Preterm Birth Disrupts The Development Of Feeding And Breathing Coordination
All mammals must breathe and breathe continuously from birth. Similarly, all mammals, including infants, have high functional demands for feeding. However, the pathway that food takes through the pharynx interrupts respiration. The coordination between swallowing and breathing is therefore critical for all infant mammals. Clinically, this coordination differs between term and preterm infants. However, the neurological mechanisms underlying this coordination and how it matures as infants grow are poorly understood. Here, we integrate high-resolution data from multiple physiologic processes across a longitudinal time frame to study suck-swallow-breathe dynamics in a preterm animal model, the infant pig. In doing so, we test the hypothesis that preterm birth will have an impact on some, but not all, behaviors associated with suck-swallow-breath performance. We hypothesize that coordination will be disrupted, reflecting incomplete connections in the brainstem. We found that preterm pigs became rhythmic and mature in sucking and swallowing behaviors, suggesting substantial postnatal maturation in the coordination of these behaviors. However, their ability to coordinate swallowing and breathing never developed. These results have implications for the nature of clinical care of human infants, as well as for how feeding processes develop in mammals. Clinically, they provide a foundation for developing interventions for preterm infants. Additionally, these results suggest that the lack of coordination between swallowing and breathing may be a significant factor in determining the minimum gestation time across mammals.

= = = = =

**PROBLEMS TO WORK ON**
A. According to the passage on preterm birth and feeding, which animal served as the preterm model?
B. Extend the passage on preterm birth and feeding with the next few sentences that would follow its last one.

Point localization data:
= = = = =

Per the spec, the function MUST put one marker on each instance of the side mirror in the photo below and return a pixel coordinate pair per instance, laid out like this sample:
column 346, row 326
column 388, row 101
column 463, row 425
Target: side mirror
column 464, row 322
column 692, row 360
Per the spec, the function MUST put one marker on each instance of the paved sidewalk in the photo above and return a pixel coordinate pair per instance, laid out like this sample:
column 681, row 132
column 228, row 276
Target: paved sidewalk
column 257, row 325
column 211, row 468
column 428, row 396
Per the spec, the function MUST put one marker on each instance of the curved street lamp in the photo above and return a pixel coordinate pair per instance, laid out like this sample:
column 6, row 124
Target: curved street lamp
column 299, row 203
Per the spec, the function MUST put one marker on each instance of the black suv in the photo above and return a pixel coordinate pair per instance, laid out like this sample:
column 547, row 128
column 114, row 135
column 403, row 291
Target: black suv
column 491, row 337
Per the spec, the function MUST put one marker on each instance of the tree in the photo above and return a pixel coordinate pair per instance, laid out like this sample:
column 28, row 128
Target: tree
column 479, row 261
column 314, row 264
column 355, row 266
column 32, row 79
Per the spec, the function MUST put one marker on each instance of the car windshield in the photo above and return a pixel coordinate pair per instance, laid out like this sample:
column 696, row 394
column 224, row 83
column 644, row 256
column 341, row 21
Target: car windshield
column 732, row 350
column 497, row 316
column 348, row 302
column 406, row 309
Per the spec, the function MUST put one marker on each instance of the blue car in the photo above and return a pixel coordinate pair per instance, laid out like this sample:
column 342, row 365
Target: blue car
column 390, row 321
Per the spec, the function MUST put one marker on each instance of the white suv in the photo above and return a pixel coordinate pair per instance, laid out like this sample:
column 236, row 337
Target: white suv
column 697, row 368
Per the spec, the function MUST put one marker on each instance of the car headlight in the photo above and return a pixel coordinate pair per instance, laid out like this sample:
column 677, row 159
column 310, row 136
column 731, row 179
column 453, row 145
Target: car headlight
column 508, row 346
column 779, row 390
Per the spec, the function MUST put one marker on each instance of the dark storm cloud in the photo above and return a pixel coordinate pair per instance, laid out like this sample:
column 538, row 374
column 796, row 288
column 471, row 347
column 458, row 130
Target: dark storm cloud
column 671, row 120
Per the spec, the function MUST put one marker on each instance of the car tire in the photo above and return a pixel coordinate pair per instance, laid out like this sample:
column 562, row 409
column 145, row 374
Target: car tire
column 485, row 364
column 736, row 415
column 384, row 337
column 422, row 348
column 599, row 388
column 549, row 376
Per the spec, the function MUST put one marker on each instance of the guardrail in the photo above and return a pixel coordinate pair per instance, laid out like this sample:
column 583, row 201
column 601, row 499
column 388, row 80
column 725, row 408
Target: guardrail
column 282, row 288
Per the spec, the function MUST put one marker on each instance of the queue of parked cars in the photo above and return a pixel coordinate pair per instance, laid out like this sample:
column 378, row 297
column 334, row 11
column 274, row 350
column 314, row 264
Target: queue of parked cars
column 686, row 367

= = = = =

**ANSWERS TO EACH TASK**
A. The infant pig.

B.
NEW & NOTEWORTHY Preterm infants face a variety of challenges associated with safe feeding, but obtaining high-resolution longitudinal data to understand these challenges in humans is challenging. We used a pig model to acquire high-speed videofluoroscopic and respiratory inductance plethysmograph data throughout the nursing period to show that preterm birth does not have substantial impacts on the ability of infants to perform isolated behaviors. However, it does decrease the ability of preterm infants to coordinate among behaviors during feeding.